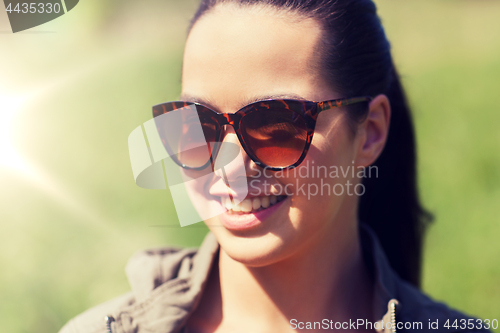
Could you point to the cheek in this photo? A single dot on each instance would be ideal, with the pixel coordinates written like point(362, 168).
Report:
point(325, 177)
***
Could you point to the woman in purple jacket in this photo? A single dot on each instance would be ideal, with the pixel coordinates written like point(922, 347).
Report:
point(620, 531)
***
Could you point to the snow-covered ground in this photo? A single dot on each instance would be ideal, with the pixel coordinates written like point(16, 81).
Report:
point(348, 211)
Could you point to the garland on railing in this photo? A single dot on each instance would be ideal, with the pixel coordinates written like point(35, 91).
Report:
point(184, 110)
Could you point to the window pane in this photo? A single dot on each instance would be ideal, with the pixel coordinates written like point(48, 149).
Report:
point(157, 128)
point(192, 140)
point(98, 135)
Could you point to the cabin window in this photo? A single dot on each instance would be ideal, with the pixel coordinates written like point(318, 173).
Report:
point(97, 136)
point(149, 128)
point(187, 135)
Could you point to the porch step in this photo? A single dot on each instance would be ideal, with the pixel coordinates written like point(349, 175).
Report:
***
» **TASK INSTRUCTIONS**
How many lines of the records above contain the word "each"? Reply with the number only.

» **TASK SOLUTION**
7